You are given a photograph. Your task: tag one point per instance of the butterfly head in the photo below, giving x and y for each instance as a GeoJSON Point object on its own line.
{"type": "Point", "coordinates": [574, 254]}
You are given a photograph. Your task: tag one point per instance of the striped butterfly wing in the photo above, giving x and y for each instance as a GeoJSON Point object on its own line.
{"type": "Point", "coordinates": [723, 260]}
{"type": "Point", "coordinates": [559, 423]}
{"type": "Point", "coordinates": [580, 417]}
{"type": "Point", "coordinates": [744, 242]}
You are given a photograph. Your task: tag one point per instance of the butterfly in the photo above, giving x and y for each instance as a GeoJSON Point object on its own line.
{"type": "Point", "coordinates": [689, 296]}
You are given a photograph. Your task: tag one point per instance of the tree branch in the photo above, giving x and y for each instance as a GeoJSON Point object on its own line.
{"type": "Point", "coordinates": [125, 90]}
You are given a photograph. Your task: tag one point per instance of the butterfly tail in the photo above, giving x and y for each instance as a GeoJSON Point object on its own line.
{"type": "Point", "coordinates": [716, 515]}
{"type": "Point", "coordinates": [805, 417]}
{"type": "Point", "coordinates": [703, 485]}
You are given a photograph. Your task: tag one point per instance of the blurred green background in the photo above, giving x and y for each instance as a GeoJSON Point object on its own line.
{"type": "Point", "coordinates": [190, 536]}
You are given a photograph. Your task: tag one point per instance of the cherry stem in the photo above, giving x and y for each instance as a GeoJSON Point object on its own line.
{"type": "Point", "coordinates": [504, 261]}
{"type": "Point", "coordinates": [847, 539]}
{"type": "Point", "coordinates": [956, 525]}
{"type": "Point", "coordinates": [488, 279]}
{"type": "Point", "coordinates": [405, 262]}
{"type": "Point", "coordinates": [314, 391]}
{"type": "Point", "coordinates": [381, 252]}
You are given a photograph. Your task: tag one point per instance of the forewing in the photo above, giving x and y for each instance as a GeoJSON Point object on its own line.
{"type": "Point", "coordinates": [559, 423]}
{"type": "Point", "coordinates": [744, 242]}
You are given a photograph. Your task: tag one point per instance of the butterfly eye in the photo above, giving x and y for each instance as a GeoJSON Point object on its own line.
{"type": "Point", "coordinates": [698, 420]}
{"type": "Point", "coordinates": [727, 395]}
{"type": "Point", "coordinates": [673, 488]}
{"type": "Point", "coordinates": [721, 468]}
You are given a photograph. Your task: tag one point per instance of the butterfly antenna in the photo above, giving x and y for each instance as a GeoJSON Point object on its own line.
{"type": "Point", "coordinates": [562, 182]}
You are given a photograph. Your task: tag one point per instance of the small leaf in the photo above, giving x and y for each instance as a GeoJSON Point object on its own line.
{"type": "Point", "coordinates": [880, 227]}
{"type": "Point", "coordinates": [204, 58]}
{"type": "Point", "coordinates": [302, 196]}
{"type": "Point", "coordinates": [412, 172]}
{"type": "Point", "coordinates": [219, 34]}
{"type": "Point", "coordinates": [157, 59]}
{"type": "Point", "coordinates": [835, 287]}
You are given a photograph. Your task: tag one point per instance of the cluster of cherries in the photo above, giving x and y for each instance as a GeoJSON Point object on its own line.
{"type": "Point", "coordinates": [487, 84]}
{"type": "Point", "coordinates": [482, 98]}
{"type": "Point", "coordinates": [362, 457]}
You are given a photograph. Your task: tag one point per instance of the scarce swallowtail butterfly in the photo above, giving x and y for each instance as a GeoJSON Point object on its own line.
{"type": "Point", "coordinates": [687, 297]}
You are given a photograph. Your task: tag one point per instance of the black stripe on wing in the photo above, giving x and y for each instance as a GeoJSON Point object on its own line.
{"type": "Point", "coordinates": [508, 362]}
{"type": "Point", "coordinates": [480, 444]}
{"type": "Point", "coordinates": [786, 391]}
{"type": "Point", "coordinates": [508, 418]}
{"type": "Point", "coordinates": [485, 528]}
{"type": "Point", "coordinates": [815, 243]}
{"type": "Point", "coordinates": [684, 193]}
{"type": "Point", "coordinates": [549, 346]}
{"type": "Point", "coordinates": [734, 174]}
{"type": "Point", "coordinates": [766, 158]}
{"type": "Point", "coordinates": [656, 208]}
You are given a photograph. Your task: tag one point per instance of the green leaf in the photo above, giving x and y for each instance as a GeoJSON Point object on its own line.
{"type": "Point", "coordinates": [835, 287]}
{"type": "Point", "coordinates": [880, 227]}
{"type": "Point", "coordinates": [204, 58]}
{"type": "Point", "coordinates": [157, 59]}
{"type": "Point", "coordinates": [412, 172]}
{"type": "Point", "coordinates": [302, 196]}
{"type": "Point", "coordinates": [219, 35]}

....

◆ **Challenge**
Write out again, exactly, the lines from the one holding "of the small" through the end of the listing, with both ends included.

◆ **Complete output**
You are given a photograph. Your task: tag one point per instance of the small leaf in the photo above, giving x and y for each instance as a GeoJSON Point object on its own line.
{"type": "Point", "coordinates": [880, 227]}
{"type": "Point", "coordinates": [204, 58]}
{"type": "Point", "coordinates": [302, 196]}
{"type": "Point", "coordinates": [412, 172]}
{"type": "Point", "coordinates": [219, 34]}
{"type": "Point", "coordinates": [157, 59]}
{"type": "Point", "coordinates": [835, 287]}
You are given a photograph. Your task: tag one point per instance of the cluster of cherries in the photo above, giving x and y for each instance as a GeoJSON Point object on its own line.
{"type": "Point", "coordinates": [487, 84]}
{"type": "Point", "coordinates": [482, 98]}
{"type": "Point", "coordinates": [362, 457]}
You are given a photograph. Your task: tag one point per instance of the scarce swallowtail butterfly in the photo above, giving x and y for each instance as a GeoJSON Point object on its own line.
{"type": "Point", "coordinates": [687, 297]}
You are given a photograph. Your task: tag one point per instance of the black stripe on wing in the photo above, giving x and y for each instance as a GeoJSON Point object on its own line.
{"type": "Point", "coordinates": [508, 362]}
{"type": "Point", "coordinates": [480, 444]}
{"type": "Point", "coordinates": [786, 391]}
{"type": "Point", "coordinates": [508, 418]}
{"type": "Point", "coordinates": [485, 528]}
{"type": "Point", "coordinates": [815, 243]}
{"type": "Point", "coordinates": [684, 193]}
{"type": "Point", "coordinates": [549, 346]}
{"type": "Point", "coordinates": [734, 174]}
{"type": "Point", "coordinates": [766, 158]}
{"type": "Point", "coordinates": [656, 208]}
You are given a photograph. Your task: tag one point per instance of the green leaf in the photo above, giving x and y for each instance as a GeoJSON Point object on its own line.
{"type": "Point", "coordinates": [835, 287]}
{"type": "Point", "coordinates": [880, 227]}
{"type": "Point", "coordinates": [204, 58]}
{"type": "Point", "coordinates": [157, 59]}
{"type": "Point", "coordinates": [412, 172]}
{"type": "Point", "coordinates": [302, 196]}
{"type": "Point", "coordinates": [219, 35]}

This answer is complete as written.